> DIRECTIONS FOR THIS TASK: From the entries below, reproduce exactly the line containing "Target: gray nail polish", the line containing "the white marble", and every line in between, with nothing added.

· · · ·

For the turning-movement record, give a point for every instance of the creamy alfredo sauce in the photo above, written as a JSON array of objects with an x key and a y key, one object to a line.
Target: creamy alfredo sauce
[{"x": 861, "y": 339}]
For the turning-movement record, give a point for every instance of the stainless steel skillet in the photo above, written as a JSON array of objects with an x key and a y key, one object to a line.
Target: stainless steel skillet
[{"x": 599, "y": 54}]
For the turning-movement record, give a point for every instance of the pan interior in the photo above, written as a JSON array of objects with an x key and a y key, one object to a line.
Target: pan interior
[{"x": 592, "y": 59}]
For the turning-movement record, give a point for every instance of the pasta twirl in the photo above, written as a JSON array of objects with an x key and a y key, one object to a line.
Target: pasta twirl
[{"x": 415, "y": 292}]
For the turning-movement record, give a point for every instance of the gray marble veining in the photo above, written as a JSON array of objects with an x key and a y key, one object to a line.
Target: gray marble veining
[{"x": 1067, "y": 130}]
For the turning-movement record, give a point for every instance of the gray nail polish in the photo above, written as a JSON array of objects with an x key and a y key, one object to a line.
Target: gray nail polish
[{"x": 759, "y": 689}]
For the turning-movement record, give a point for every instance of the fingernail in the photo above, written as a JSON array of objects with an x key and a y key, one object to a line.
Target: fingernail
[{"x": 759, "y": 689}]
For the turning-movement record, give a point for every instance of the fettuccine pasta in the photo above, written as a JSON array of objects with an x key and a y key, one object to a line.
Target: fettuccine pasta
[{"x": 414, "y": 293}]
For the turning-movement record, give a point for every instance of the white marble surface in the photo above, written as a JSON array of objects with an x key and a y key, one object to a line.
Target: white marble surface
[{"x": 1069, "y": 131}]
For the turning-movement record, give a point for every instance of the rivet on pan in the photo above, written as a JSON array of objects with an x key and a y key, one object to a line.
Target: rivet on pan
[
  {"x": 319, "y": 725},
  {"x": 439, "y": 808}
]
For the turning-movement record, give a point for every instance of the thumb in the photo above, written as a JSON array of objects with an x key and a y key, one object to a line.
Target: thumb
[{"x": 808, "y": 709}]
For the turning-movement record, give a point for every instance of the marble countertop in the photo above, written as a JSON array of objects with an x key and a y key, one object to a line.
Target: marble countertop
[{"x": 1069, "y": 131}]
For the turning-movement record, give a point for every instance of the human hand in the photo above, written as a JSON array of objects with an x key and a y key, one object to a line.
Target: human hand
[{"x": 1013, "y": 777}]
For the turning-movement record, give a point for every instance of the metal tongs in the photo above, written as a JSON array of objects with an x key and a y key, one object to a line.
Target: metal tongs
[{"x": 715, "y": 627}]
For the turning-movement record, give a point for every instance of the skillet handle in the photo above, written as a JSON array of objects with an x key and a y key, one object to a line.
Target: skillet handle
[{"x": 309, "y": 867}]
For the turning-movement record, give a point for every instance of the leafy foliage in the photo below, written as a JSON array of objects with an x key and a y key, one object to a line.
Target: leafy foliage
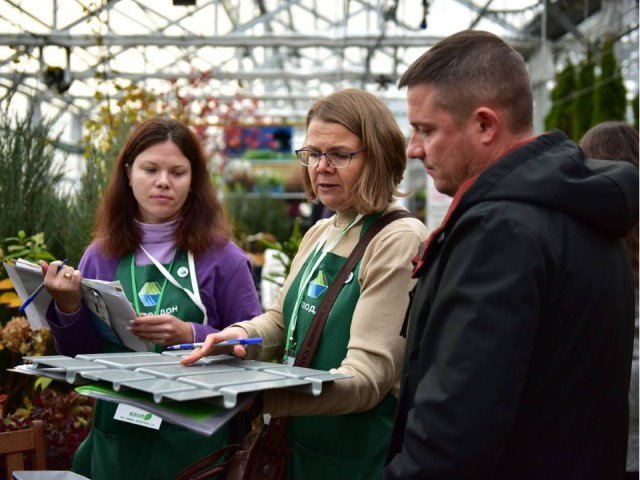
[
  {"x": 583, "y": 105},
  {"x": 560, "y": 116},
  {"x": 31, "y": 189},
  {"x": 67, "y": 417},
  {"x": 611, "y": 94}
]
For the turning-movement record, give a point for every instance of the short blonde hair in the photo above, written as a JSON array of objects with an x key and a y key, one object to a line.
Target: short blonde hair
[{"x": 367, "y": 117}]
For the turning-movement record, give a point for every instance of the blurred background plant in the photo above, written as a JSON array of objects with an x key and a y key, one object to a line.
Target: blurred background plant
[{"x": 67, "y": 416}]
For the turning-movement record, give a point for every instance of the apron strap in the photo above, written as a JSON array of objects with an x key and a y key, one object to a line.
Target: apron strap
[{"x": 311, "y": 339}]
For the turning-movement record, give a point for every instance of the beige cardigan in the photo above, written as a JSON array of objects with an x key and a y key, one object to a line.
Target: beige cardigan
[{"x": 376, "y": 349}]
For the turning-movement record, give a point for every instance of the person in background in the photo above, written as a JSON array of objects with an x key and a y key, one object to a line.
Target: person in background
[
  {"x": 353, "y": 160},
  {"x": 619, "y": 141},
  {"x": 159, "y": 210},
  {"x": 520, "y": 332}
]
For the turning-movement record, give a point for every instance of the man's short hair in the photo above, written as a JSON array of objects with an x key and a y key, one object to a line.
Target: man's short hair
[{"x": 473, "y": 68}]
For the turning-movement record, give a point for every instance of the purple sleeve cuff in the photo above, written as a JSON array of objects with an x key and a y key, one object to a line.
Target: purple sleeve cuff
[{"x": 73, "y": 333}]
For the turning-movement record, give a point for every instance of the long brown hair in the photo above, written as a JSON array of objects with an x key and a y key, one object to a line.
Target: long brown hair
[
  {"x": 615, "y": 141},
  {"x": 202, "y": 220}
]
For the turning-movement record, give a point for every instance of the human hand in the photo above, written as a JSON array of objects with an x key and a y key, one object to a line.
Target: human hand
[
  {"x": 208, "y": 348},
  {"x": 162, "y": 329},
  {"x": 63, "y": 285}
]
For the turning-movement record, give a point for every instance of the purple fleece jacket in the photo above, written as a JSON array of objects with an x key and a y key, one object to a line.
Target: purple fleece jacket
[{"x": 226, "y": 288}]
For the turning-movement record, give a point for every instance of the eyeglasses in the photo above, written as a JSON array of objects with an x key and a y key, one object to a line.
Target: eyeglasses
[{"x": 337, "y": 159}]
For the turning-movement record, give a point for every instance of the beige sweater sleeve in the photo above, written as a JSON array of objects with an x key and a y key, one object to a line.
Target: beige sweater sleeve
[{"x": 375, "y": 350}]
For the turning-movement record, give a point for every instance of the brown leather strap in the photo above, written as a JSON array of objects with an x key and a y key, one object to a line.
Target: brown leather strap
[
  {"x": 305, "y": 355},
  {"x": 311, "y": 339}
]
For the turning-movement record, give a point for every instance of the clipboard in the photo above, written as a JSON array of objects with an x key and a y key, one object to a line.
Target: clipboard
[{"x": 110, "y": 309}]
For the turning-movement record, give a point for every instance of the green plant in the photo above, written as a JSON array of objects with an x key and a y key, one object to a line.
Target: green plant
[
  {"x": 610, "y": 97},
  {"x": 561, "y": 115},
  {"x": 258, "y": 213},
  {"x": 286, "y": 251},
  {"x": 32, "y": 192}
]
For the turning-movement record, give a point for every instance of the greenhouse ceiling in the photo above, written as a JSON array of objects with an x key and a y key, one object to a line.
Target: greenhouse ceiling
[{"x": 72, "y": 55}]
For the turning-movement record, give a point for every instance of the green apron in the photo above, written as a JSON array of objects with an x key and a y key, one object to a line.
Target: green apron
[
  {"x": 120, "y": 450},
  {"x": 351, "y": 446}
]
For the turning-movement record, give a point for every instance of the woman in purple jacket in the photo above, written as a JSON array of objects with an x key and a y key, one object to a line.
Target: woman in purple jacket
[{"x": 161, "y": 232}]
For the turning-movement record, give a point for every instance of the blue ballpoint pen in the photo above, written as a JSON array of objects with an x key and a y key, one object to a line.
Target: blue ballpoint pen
[
  {"x": 38, "y": 290},
  {"x": 236, "y": 341}
]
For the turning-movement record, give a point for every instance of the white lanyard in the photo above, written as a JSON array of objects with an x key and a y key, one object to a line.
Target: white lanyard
[
  {"x": 195, "y": 295},
  {"x": 307, "y": 276}
]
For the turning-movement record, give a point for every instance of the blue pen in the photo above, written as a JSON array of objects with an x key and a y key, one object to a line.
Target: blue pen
[
  {"x": 237, "y": 341},
  {"x": 38, "y": 290}
]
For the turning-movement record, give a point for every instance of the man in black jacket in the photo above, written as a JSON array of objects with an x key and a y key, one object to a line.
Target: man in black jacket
[{"x": 521, "y": 328}]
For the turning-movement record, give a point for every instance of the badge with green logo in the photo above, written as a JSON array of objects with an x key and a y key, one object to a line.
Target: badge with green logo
[{"x": 137, "y": 416}]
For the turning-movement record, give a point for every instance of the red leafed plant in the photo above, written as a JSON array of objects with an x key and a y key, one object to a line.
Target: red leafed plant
[{"x": 67, "y": 418}]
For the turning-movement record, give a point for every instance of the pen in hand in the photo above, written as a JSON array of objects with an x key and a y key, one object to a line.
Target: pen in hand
[
  {"x": 33, "y": 296},
  {"x": 236, "y": 341}
]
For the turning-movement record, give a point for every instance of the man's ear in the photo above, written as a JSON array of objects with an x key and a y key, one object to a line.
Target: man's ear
[{"x": 487, "y": 123}]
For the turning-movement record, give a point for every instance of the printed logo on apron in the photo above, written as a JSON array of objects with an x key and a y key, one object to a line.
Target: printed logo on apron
[
  {"x": 149, "y": 294},
  {"x": 317, "y": 286}
]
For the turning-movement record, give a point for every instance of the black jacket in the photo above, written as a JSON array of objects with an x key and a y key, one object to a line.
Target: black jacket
[{"x": 521, "y": 327}]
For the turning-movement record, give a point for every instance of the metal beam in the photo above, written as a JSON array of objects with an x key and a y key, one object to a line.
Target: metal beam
[{"x": 235, "y": 41}]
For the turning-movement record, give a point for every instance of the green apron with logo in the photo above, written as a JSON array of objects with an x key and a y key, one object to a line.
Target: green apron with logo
[
  {"x": 352, "y": 446},
  {"x": 120, "y": 450}
]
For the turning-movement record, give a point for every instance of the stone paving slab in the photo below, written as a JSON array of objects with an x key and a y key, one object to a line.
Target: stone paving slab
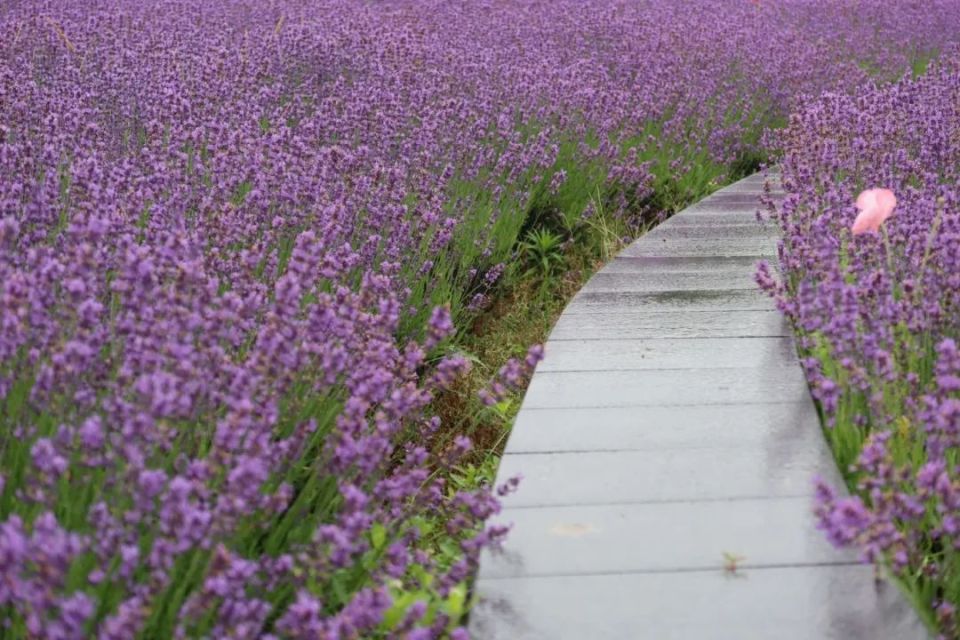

· · · ·

> OUTPUT:
Target: gray nail polish
[{"x": 759, "y": 689}]
For the turning-movement record, give a point for every instance of the fingernail in the photo above, written as a JSON array of objects with an x key and a y key, one object to a line.
Target: fingernail
[{"x": 759, "y": 689}]
For the turning-movement record, give a point for every instance of the fettuccine pasta in the photo above, written as a JSON array of objects with an x key and a y key, one object to a line.
Target: fettuccine pasta
[{"x": 414, "y": 293}]
For the turning-movement record, give a point for every instance of the white marble surface in the photo above, written as a JSON array of objects with an x key and a y key, one object to a line.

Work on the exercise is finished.